> TASK TO CARRY OUT: Your task is to output the data exactly as it stands.
[INPUT DATA — start]
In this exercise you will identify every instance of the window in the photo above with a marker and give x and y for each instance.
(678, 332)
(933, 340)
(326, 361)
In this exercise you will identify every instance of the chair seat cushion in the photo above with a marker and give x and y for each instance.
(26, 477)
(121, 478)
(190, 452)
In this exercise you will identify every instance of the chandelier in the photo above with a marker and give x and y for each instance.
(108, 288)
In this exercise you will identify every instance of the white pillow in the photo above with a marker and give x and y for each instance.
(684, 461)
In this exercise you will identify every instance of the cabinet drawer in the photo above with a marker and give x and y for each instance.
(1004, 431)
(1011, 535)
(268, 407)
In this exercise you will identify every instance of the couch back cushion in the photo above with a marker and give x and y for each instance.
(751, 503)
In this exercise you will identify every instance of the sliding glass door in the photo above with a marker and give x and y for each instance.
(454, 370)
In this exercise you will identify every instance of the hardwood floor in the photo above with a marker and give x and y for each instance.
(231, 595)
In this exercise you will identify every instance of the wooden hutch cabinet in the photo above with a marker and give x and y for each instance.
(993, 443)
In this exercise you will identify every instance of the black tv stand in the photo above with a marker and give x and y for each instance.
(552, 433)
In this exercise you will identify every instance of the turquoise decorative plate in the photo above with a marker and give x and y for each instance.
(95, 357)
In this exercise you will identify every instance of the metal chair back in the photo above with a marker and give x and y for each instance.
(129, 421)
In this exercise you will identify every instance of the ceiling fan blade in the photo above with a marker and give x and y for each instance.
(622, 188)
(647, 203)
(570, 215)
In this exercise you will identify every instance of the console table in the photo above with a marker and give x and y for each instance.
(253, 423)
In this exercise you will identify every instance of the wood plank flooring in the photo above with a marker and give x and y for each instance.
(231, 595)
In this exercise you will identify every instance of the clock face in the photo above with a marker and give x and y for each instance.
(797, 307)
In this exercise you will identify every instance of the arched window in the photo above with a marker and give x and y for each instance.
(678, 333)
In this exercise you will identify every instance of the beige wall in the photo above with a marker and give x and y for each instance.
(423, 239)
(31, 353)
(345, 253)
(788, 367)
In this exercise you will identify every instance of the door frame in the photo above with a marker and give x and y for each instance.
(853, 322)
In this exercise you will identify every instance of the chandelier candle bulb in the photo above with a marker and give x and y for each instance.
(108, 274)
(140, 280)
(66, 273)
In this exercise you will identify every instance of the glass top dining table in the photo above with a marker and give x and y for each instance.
[INPUT DATA — finish]
> RESPONSE TO THE TASK:
In this exercise you will identify every instance of the window in the photo above with a marker and give x and y for each instance.
(678, 332)
(933, 340)
(326, 361)
In this exercise you will identify every instance of the chair seat cushion in the photo above with a marker and give x and y for each instance.
(26, 477)
(121, 478)
(190, 452)
In this exercise you will identify every instance of the chandelier in the photo above with a marker and give x and y for each instance.
(108, 288)
In this exercise you will identify every instance of the white pillow in the photo above with a marker and give x and y for each instance.
(684, 461)
In this exercise you will identify every instance of the cabinet drawer in the photo above with a marker and give x and y for each instance.
(1004, 431)
(1011, 535)
(268, 407)
In this exercise you will identify every instance of the couch back cushion in the photo above with a marker and give x and y for each instance.
(751, 503)
In this exercise you will identify every instance of the sliding glass door in the photo above with a marker and give x and y for each instance.
(454, 370)
In this exercise you will identify every instance of the hardwood floor in the photo above with a marker and give x and y for each instance.
(231, 595)
In this exercise you will identify every instance of the wooden hutch cabinet in the photo above with a marker and give x and y for each instance.
(993, 443)
In this exercise you will identify every instance of the black tv stand in the photo above with a marker and give x and y for each instance.
(552, 433)
In this exercise you will identify every instance of the turquoise decorative plate in the photo above with a marker and give x and y for each instance.
(95, 357)
In this exercise you will identify every instance of the metal chair back in the photo above with a marker and give x and y for each instance.
(129, 421)
In this exercise you will identify every instance of the ceiling fan blade in the photo above with a marker and give x and y for each instance.
(622, 188)
(647, 203)
(570, 215)
In this exercise you will identify every instance of the console table in the photo above with a marker and give x and y for each instance.
(253, 423)
In this exercise you will identify every instance of the wood plank flooring in the photo above with a marker and give x and y for each instance.
(231, 595)
In this exercise you will identify every instance of the clock face in the photo above with a marker and give x and y for each instance.
(797, 307)
In this exercise you will identify every instance of the arched window in the photo above with a marker and give x and y for each instance.
(678, 333)
In this exercise you will identify every instance of the beige wall in the photo above with a marker and give x and y for each instance.
(423, 239)
(31, 353)
(345, 253)
(788, 367)
In this exercise you will identify every instance of the door frame in the photo above with a marker and give x and y for each instance.
(853, 322)
In this exercise you will identify every instance of the chandelier candle bulb in the photo above with a marker and give x and y for each instance.
(108, 274)
(140, 280)
(66, 273)
In this exercise you will identify every instance of the glass top dining table in the photo above with a marker and give x and y for each instance.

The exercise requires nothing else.